### Your task
Omit every picture, then return each line of the data below exactly.

(Source material)

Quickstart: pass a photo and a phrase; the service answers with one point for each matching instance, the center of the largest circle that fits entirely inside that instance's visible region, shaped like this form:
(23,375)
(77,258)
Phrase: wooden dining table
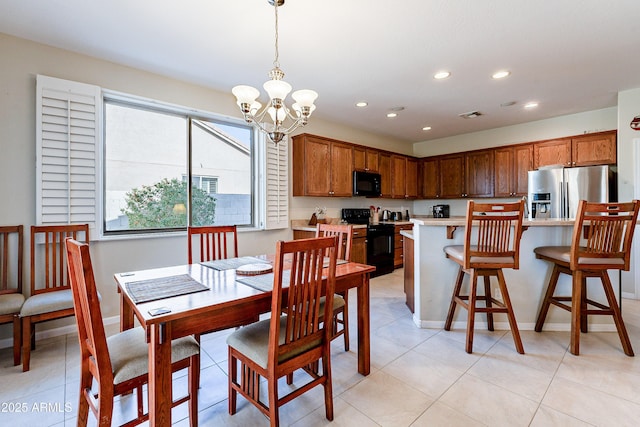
(224,303)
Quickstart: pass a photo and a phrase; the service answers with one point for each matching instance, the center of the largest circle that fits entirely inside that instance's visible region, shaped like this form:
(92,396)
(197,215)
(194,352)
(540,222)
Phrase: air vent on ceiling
(470,115)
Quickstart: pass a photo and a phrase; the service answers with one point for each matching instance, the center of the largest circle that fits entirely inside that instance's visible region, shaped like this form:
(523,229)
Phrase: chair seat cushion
(253,342)
(456,252)
(47,303)
(129,353)
(11,303)
(563,255)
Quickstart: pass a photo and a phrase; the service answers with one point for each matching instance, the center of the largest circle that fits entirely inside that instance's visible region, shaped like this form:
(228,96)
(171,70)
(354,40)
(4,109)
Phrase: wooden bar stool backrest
(344,234)
(48,260)
(603,234)
(212,242)
(497,228)
(11,249)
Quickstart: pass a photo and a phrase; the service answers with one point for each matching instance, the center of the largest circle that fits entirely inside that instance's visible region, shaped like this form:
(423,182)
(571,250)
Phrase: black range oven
(379,240)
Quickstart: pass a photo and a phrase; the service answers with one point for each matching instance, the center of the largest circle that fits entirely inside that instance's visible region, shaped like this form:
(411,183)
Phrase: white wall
(22,60)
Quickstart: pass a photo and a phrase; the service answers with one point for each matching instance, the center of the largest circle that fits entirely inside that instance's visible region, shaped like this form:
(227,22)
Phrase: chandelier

(End Source material)

### Answer to this task
Quickstart: pass a photo and a phrase; the service answers with one point for each matching instance, the center of the largest circle that fits entirely inside that instance's visible region, shaped like this form:
(23,375)
(77,258)
Phrase: wooden dining table
(224,303)
Quickstart: pass a photo and a phrase; the service answers with one point for each matching instance, the center of the largest circle that fits entirely inside that instance's visible region, shaped like this form:
(92,396)
(197,215)
(194,352)
(540,222)
Phrase: air vent on ceiling
(470,115)
Quickstart: pass a photo and a phrase; the service answers with one point for each matching instance, the center of the largest circle that fits entirely inside that instance's visible region, shaped like this form:
(523,229)
Phrase: chair seat cushion
(253,342)
(456,252)
(47,303)
(129,353)
(11,303)
(563,255)
Quickstart: pass a photo and a phrase; the service answers with one point for each matching instance, the center of the largest circle that fits entirely inside that instance's visible region, shaped like this form:
(228,96)
(171,70)
(354,40)
(4,109)
Phrase: wooden bar stool backrest
(344,234)
(48,260)
(603,234)
(212,242)
(497,228)
(11,249)
Quickstart: pass a photo and a phrase; the service answers with one point for each matching instance, the center of the largest circle that fits entirely inside that instance's visible region, shaped like this form:
(423,182)
(571,250)
Phrase: black range oven
(379,240)
Quickstart: pass a photo and a phrase; the service answers with one point for each matching instance, the center of the largest circle that fits entirely inside that instance's visible region, shaped like this form:
(411,183)
Phrase: white wall
(22,60)
Quickstart: pass a photo and a phrase; the service answers with one point for each matching instance, the center of the largest circle that fits entirely inside that instance's visible region, shaped like this form:
(227,22)
Phrase: chandelier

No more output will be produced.